(SUPPLIED DATA)

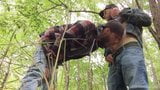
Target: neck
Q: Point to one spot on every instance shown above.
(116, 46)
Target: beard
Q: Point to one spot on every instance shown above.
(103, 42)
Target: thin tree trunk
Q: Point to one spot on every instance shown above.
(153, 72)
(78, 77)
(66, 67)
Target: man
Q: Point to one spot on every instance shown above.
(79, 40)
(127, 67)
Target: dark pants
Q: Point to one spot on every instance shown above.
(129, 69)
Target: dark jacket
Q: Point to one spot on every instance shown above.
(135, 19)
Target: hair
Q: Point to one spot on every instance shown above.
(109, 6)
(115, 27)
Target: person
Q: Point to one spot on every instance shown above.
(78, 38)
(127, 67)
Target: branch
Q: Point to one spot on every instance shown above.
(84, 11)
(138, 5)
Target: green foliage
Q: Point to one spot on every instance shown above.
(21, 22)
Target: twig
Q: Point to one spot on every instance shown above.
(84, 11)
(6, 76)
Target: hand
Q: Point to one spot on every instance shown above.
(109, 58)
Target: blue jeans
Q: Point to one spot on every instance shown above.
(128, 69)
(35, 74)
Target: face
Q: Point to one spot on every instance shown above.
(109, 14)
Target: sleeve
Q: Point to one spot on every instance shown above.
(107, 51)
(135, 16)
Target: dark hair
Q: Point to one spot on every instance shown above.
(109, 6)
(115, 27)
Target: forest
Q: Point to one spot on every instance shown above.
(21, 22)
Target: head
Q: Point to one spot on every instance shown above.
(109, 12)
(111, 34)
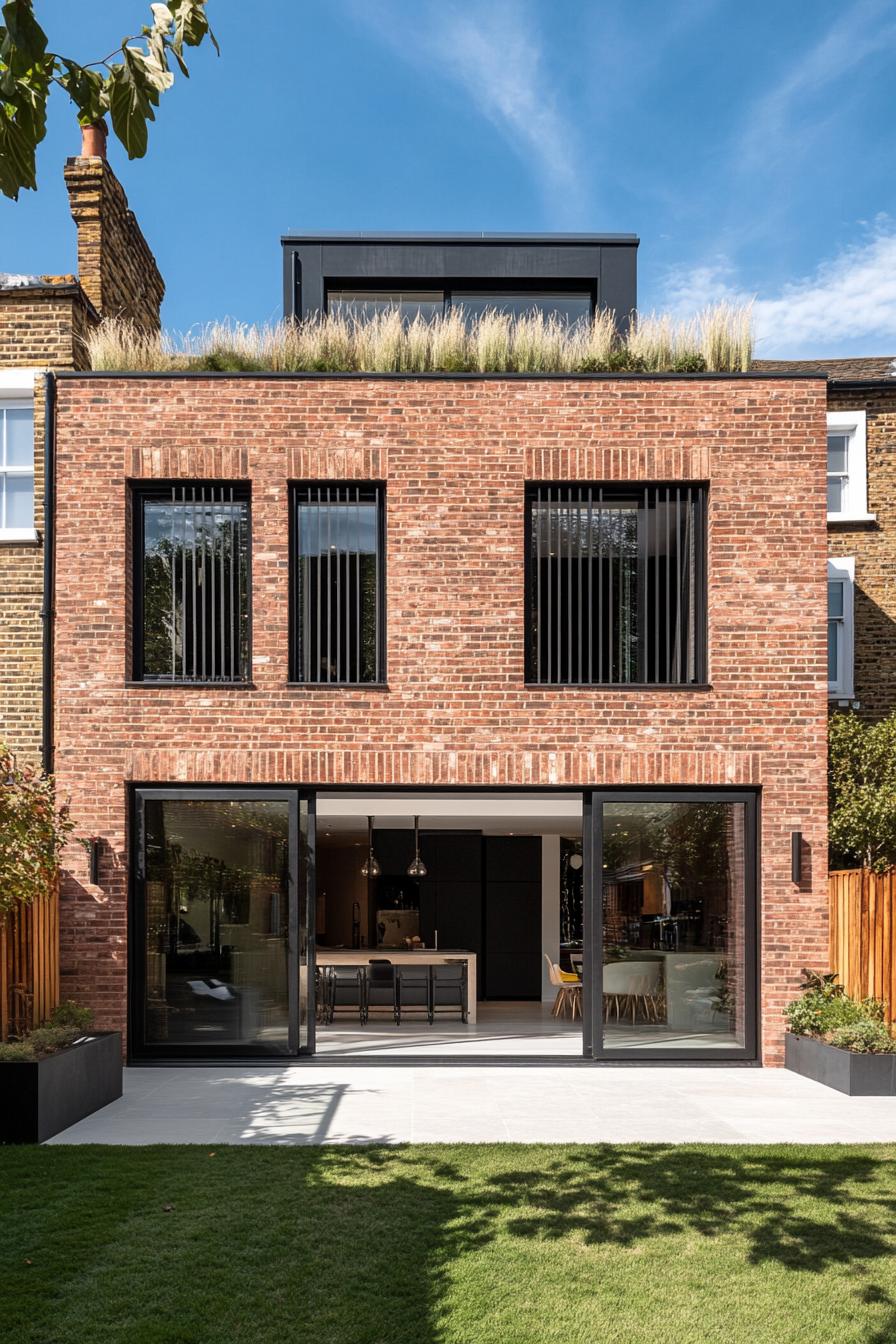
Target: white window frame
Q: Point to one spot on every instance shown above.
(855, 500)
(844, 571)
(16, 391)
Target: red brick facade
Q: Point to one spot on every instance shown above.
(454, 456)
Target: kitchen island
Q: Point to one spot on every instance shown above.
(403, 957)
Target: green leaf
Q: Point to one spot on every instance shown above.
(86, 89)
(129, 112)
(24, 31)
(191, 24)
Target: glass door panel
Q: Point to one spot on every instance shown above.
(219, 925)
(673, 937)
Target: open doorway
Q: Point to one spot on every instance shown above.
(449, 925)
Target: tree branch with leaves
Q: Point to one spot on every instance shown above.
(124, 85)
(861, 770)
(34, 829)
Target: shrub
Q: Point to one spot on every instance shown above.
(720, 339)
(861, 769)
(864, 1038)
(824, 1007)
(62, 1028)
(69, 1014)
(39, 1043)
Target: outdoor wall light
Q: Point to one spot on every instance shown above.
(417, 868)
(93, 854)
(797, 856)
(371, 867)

(End SUPPLIED DATA)

* _AIM OF THE EXERCISE_
Leave out the pictures and copy every record above exactly.

* _ANSWER FOR THE TASK_
Target: neck
Q: Point to one spot on every instance shown above.
(116, 46)
Target: beard
Q: Point to one spot on every instance shown above.
(103, 42)
Target: thin tree trunk
Q: Point to one spot on every instance shown above.
(153, 72)
(78, 77)
(66, 67)
Target: man
Q: Point to one spot on every instance shown above.
(79, 40)
(127, 67)
Target: dark pants
Q: Point to one spot on every instance shown above.
(129, 69)
Target: dark jacket
Q: Point to one spot on every instance shown above.
(135, 19)
Target: hair
Q: Point to one spot on every instance shown above.
(109, 6)
(115, 27)
Target: person
Q: Point to one spot on every instance shown above.
(78, 38)
(127, 67)
Target: branch
Q: Point to one spot on every instance shown above.
(84, 11)
(138, 5)
Target: green foliage
Q: Point to one spot on every instance shown above.
(21, 22)
Target: twig
Q: Point to one spot on every instance shown above.
(84, 11)
(6, 76)
Target: hand
Q: Point to one spot on every instance shown above.
(109, 58)
Target: blue jeans
Q: Point to one spot on every instance shown above.
(128, 69)
(35, 74)
Target: face
Q: Point to one spot on every instance shown above.
(109, 14)
Target: sleeve
Q: Point to one spot on every instance shown above.
(107, 51)
(135, 16)
Target: dark hair
Q: Point to one spot on every instance shown above.
(109, 6)
(115, 27)
Target: forest
Q: Point to one spot on every instance shown above.
(21, 22)
Target: head
Q: Point to one spot on every instance shown above.
(109, 12)
(111, 34)
Target: white window frame
Q: Point to one spot on every instance shown above.
(855, 500)
(844, 571)
(16, 391)
Target: red brick facade
Q: Point to one spot on every instance shown above.
(454, 456)
Target: kitchen island
Q: Point to one spot on every instance shown above.
(403, 957)
Target: green leaf
Q: Point to one spot on every instance shown above.
(86, 89)
(129, 112)
(24, 31)
(191, 24)
Target: glass door panel
Q: Point to one spot on every instance shown above.
(219, 925)
(673, 937)
Target: open doorway
Q: Point to one spot on every instance shown above.
(449, 925)
Target: tree branch with leaves
Q: Point to one spot on every instance shown above.
(124, 85)
(861, 770)
(34, 829)
Target: shrub
Q: Point to one spot on every instance shown above.
(720, 339)
(861, 769)
(864, 1038)
(824, 1007)
(62, 1028)
(69, 1014)
(39, 1043)
Target: outdoor wall light
Q: Point to one spot on every instance shown above.
(417, 868)
(93, 854)
(797, 856)
(371, 867)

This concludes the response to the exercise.